━━ Given passage ━━
Learn more about two programs—Earthquake Brace + Bolt (EBB) and CEA Brace + Bolt (CEA BB)—that offer grants of up to $3,000 to help pay for a seismic retrofit. The CEA BB program is specifically offered to current CEA policyholders.

Q. How can I help my homeowner client choose the best CEA earthquake policy for their needs and budget?
A. Use CEA’s premium calculator for agents to help your client find a policy that works best for them. You can play around with coverage limits and deductible options, and talk them through their coverage choices (such as all coverages bundled together under one deductible or separated out for our Homeowners Choice policy) to make sure they have the policy that fits their needs.
Q. How does the deductible work for CEA’s homeowners policies?

A. Your insured does not have to pay their deductible out of pocket to receive payment on a claim. The deductible is subtracted from their covered damage, so they don’t have to pay any of the deductible up front before receiving their claim payment. 

Both standard Homeowners and Homeowners Choice offer deductibles ranging from 5-25%. With the standard policy, all of your insured’s coverages are together under one deductible. With Homeowners Choice, they can choose to have separate deductibles for their dwelling and personal property. And if earthquake damage meets the dwelling deductible, the personal property deductible is waived.

Q. Is my client’s house at risk from an earthquake?
A. There are thousands of known faults in California, and scientists continue to discover new ones. Since earthquakes can happen anywhere in California, damage to your client’s home and personal property is always possible. Check to see earthquake risk near you and your client and help them take steps to get prepared, which includes purchasing the best earthquake policy to meet their needs and budget.
Q. Why should I urge my insured to retrofit their older house?

A. California has two-thirds of our nation's earthquake risk. Structures that lack adequate sill plate bolting and cripple-wall bracing are more susceptible to earthquake damage.

The frames of older houses are often not bolted to their foundations, and their cripple walls may lack bracing. Houses without adequate bolting and bracing can slide or topple off their foundation during an earthquake, requiring potentially very expensive repairs. But this serious damage can be prevented with a proper seismic retrofit.
━━━
━━ Provided records ━━
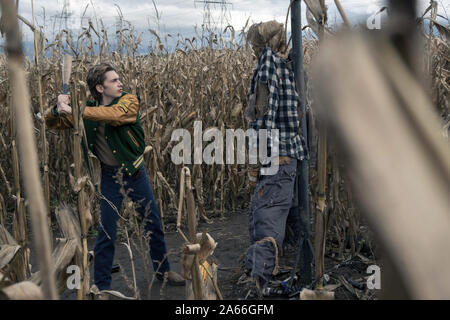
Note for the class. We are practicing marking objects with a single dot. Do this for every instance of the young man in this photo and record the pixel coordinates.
(115, 135)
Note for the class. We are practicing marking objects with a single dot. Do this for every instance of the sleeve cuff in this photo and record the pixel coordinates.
(54, 111)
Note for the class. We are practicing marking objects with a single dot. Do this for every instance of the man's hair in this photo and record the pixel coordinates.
(96, 75)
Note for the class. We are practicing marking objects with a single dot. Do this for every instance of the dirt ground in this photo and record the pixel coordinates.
(231, 234)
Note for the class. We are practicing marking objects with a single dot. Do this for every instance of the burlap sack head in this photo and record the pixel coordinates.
(267, 34)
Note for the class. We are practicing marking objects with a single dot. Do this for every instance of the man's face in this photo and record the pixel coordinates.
(112, 86)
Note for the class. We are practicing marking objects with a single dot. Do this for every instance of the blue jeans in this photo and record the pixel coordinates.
(142, 195)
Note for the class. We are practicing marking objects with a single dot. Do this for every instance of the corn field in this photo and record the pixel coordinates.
(205, 79)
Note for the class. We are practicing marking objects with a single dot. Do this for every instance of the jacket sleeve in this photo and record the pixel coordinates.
(124, 112)
(53, 121)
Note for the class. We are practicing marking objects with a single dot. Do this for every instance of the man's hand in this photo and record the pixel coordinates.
(63, 106)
━━━
Instructions
a – Turn the paragraph of the earthquake insurance FAQ that begins "Both standard Homeowners and Homeowners Choice" into a bulleted list that keeps its main facts.
b – Translate this sentence from the earthquake insurance FAQ into Spanish: "The frames of older houses are often not bolted to their foundations, and their cripple walls may lack bracing."
c – According to the earthquake insurance FAQ, what share of the nation's earthquake risk does California have?

Solutions to the tasks
a –
- Standard Homeowners and Homeowners Choice both offer deductibles from 5% to 25%.
- The standard policy places all coverages under one deductible.
- Homeowners Choice allows separate deductibles for the dwelling and personal property.
- Under Homeowners Choice, if earthquake damage meets the dwelling deductible, the personal property deductible is waived.

b – Las estructuras de las casas más antiguas a menudo no están atornilladas a sus cimientos, y sus muros de arranque pueden carecer de refuerzo.

c – Two-thirds.